REQUISITOS DEL EJERCICIO >>
**a.** En el texto sobre el monopolio del tabaco y las concesiones de tierras, ¿qué nombre recibía el monopolio del tabaco desde el Virreinato?
**b.** Extrae sin cambios el fragmento del texto sobre el monopolio del tabaco y las concesiones de tierras que empieza con "Uno de los bienes" y sigue hasta "de una privatización.".
**c.** Escribe la continuación del texto sobre el monopolio del tabaco y las concesiones de tierras a partir del punto en que termina.

TEXTO DADO >>
==================================================

Uno de los bienes más cuantiosos del Estado era el monopolio del tabaco –llamado
estanco desde el Virreinato–, que durante muchos años se había arrendado a un
consorcio de agiotistas para que lo administrara a cambio de otorgarle al gobierno
una renta. Se trataba –diríamos hoy– de una privatización.
En Veracruz declaró baldías algunas tierras bajo una ley de expropiación por causa
de utilidad pública, pero lo hizo de acuerdo con lo que “estimara conveniente” y se
las adjudicó a varios militares y políticos allegados a él, como Ignacio Esteva,
Vicente Filisola y Pedro Fernández del Castillo. A Jecker, el agiotista suizo, le otorgó
la concesión de grandes extensiones de tierra en Sonora y Baja California, donde
patrocinó la expedición del conde Gastón de Raousset-Boulbon, quien pretendió
formar un país independiente en esa región en enero de 1854, aunque ya no se le
confirmó por el estallido de la revolución liberal de Ayutla.
La compañía Barrón y Forbes era una de las más ricas del país y tenía excelentes
relaciones con Santa Anna; entre otras cosas, se dedicaba al “escandaloso”

==================================================

INFORMACIÓN REGISTRADA >>

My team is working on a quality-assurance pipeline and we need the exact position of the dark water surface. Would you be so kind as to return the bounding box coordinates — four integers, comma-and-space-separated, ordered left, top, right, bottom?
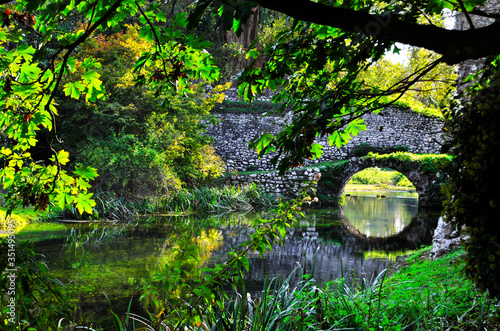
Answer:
23, 194, 438, 330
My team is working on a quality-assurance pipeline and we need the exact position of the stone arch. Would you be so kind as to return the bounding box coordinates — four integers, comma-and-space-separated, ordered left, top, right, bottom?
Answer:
318, 157, 441, 208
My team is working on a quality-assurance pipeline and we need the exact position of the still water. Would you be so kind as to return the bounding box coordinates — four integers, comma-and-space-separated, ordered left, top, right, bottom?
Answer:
22, 194, 437, 326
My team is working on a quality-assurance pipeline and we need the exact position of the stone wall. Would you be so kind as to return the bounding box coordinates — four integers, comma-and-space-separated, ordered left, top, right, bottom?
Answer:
207, 108, 443, 171
229, 168, 321, 198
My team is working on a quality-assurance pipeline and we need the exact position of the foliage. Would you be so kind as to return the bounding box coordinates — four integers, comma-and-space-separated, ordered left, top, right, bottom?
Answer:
366, 152, 452, 175
0, 0, 218, 213
352, 143, 409, 157
159, 183, 279, 213
186, 0, 470, 173
360, 47, 457, 118
0, 209, 38, 237
59, 26, 222, 199
348, 167, 414, 187
0, 238, 79, 330
444, 58, 500, 296
145, 248, 499, 330
214, 100, 279, 113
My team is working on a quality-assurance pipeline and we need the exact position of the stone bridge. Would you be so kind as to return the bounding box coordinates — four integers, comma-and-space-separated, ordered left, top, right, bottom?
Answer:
229, 153, 448, 208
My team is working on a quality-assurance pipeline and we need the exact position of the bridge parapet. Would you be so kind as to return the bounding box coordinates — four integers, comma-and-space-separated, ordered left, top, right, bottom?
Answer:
229, 153, 450, 209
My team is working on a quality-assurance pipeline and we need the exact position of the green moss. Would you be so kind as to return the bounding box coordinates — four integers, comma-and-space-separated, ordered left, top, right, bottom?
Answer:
214, 100, 280, 113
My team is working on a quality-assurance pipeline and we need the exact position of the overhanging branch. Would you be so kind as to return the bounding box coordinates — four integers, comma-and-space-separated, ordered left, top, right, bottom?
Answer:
255, 0, 500, 64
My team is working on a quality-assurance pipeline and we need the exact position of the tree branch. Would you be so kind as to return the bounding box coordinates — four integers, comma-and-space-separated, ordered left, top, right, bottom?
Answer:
255, 0, 500, 64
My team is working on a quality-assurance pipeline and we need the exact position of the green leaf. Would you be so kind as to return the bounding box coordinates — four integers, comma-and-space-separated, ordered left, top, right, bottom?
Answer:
311, 144, 323, 158
75, 193, 96, 214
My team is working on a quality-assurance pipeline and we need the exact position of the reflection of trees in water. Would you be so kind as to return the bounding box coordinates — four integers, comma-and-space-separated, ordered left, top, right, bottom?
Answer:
219, 213, 439, 290
341, 196, 418, 237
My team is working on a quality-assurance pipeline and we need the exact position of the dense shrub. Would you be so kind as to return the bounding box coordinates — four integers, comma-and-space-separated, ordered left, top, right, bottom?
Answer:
445, 59, 500, 296
54, 26, 223, 199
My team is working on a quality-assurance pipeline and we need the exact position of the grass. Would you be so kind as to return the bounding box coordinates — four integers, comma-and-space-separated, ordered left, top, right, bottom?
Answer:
344, 168, 415, 191
160, 183, 278, 213
193, 248, 500, 331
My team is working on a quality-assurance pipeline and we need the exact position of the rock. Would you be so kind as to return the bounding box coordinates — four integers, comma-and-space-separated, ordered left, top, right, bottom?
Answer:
430, 217, 470, 259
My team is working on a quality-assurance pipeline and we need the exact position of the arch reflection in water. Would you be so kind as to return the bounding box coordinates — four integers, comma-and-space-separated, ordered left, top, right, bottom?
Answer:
341, 192, 418, 237
219, 205, 438, 291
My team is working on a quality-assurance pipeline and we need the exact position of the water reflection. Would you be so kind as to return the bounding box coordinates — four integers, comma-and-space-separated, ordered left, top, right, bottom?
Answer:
23, 198, 437, 328
342, 194, 418, 237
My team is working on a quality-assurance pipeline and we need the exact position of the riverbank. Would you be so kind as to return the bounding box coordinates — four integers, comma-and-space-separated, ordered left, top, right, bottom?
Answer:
197, 247, 500, 330
1, 211, 500, 331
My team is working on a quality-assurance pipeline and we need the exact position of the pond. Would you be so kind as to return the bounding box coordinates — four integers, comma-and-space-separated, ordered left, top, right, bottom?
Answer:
22, 194, 438, 330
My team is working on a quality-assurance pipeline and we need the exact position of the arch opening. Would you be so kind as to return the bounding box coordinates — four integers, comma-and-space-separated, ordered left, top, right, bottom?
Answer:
342, 167, 418, 237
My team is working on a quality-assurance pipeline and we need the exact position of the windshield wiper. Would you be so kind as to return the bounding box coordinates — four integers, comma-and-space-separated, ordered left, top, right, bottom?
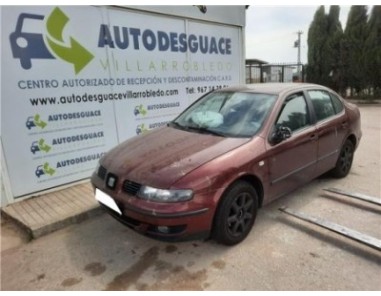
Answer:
184, 126, 226, 137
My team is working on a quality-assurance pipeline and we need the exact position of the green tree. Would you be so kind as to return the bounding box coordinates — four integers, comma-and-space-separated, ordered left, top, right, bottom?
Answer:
307, 5, 327, 84
364, 5, 381, 97
342, 5, 369, 95
325, 5, 344, 92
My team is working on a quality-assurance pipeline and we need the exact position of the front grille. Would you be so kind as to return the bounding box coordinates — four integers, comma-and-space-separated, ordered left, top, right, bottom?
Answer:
123, 180, 142, 195
98, 166, 107, 180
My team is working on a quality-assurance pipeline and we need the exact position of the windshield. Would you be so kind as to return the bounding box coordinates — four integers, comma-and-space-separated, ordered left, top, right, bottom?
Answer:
171, 92, 277, 137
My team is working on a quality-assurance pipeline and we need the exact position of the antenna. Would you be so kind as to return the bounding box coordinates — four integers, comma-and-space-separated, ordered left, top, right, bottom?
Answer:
294, 31, 303, 81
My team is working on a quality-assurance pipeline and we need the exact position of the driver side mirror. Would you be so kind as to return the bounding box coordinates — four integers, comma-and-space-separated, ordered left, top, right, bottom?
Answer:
270, 125, 292, 145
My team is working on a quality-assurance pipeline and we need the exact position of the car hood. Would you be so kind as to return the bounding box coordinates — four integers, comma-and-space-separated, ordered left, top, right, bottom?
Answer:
101, 127, 250, 189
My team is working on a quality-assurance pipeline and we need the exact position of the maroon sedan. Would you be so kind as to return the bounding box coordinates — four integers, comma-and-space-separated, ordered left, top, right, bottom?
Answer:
91, 84, 361, 245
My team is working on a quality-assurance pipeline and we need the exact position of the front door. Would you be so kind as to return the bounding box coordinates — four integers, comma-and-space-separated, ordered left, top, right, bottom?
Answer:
267, 92, 318, 200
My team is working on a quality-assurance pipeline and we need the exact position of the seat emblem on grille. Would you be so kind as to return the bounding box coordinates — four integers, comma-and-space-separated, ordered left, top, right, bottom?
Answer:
107, 176, 116, 188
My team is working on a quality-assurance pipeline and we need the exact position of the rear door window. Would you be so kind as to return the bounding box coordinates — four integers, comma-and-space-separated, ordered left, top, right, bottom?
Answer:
308, 90, 337, 121
276, 93, 310, 132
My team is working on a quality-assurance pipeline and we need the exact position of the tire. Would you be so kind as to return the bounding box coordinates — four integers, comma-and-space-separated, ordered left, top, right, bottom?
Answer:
331, 139, 355, 178
212, 181, 258, 246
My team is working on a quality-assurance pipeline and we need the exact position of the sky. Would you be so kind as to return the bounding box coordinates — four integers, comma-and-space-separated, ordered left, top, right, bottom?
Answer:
245, 5, 350, 63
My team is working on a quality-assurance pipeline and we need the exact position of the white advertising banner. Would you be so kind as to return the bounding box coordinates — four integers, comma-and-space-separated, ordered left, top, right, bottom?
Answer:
1, 6, 243, 197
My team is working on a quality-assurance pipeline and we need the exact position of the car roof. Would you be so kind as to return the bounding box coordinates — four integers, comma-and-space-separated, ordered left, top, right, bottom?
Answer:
221, 83, 324, 94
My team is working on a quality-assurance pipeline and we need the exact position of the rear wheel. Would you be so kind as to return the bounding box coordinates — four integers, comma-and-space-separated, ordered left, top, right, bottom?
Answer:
213, 181, 258, 245
332, 140, 355, 178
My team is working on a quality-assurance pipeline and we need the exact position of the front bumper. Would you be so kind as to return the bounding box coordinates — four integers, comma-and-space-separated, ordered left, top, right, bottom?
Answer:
93, 183, 214, 241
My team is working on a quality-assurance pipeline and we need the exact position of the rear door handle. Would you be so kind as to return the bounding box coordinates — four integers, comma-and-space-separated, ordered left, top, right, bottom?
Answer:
310, 134, 319, 141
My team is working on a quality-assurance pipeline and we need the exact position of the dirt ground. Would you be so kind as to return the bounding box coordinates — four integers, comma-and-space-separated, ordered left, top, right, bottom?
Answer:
1, 105, 381, 291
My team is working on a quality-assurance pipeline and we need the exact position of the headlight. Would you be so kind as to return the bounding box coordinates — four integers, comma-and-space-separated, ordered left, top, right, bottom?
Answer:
138, 186, 193, 202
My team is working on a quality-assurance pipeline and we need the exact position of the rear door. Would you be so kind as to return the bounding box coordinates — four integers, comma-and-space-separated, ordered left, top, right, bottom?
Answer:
306, 90, 348, 175
267, 92, 318, 200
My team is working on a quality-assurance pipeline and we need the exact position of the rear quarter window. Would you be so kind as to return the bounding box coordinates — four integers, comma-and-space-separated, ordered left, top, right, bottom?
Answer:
308, 90, 337, 121
330, 94, 344, 114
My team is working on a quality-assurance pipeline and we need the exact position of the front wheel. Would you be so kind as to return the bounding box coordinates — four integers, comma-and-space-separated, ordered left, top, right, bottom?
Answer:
332, 140, 355, 178
213, 181, 258, 245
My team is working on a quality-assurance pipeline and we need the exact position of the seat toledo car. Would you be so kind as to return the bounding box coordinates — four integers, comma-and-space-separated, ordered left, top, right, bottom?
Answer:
91, 84, 361, 245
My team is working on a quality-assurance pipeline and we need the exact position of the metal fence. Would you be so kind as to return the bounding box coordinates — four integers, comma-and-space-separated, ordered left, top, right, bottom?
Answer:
246, 64, 306, 83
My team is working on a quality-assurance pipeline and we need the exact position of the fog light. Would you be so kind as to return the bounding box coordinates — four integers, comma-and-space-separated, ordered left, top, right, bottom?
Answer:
157, 226, 169, 233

==================================================

RESPUESTAS POR TAREA >>
**a.** Recibía el nombre de estanco.

**b.**
Uno de los bienes más cuantiosos del Estado era el monopolio del tabaco –llamado
estanco desde el Virreinato–, que durante muchos años se había arrendado a un
consorcio de agiotistas para que lo administrara a cambio de otorgarle al gobierno
una renta. Se trataba –diríamos hoy– de una privatización.

**c.**
contrabando. El gobierno le había dado el permiso para abrir varias fábricas textiles
e importaban la materia prima, aunque metían telas de contrabando de Inglaterra
sin pagar impuestos y las hacían pasar como producción nacional. Se supo del pago
de fuertes cantidades a funcionarios mexicanos para que destituyeran al jefe de la
aduana de San Blas, quien obstaculizó durante dieciocho meses su contrabando.
Huelga decir que el de San Blas no era el único donde se cometían tropelías, pues el
Estado era incapaz de mantener el control sobre sus autoridades portuarias, que
no atendían sus propias reglas, además de que en algunos puertos la
administración ni siquiera estaba en sus manos, sino en las de comerciantes
extranjeros.
Otros empresarios, entre quienes se hallaba Gregorio Mier y Terán (quien fue
diputado y era del grupo de comerciantes de Veracruz), en cambio, querían un
arancel moderado y prácticas antiproteccionistas que les permitieran la
importación de 2 500 quintales de algodón, lo cual estaba prohibido. A la Compañía
Restauradora del Mineral de Tlalpujahua (propiedad de especuladores como
Manning y MacKintosh, Martínez del Río, Nicanor Béistegui, Agüero, González y
Cía., y Francisco Iturbe) le permitió la importación de 100 000 quintales a cambio
de 300 000 pesos.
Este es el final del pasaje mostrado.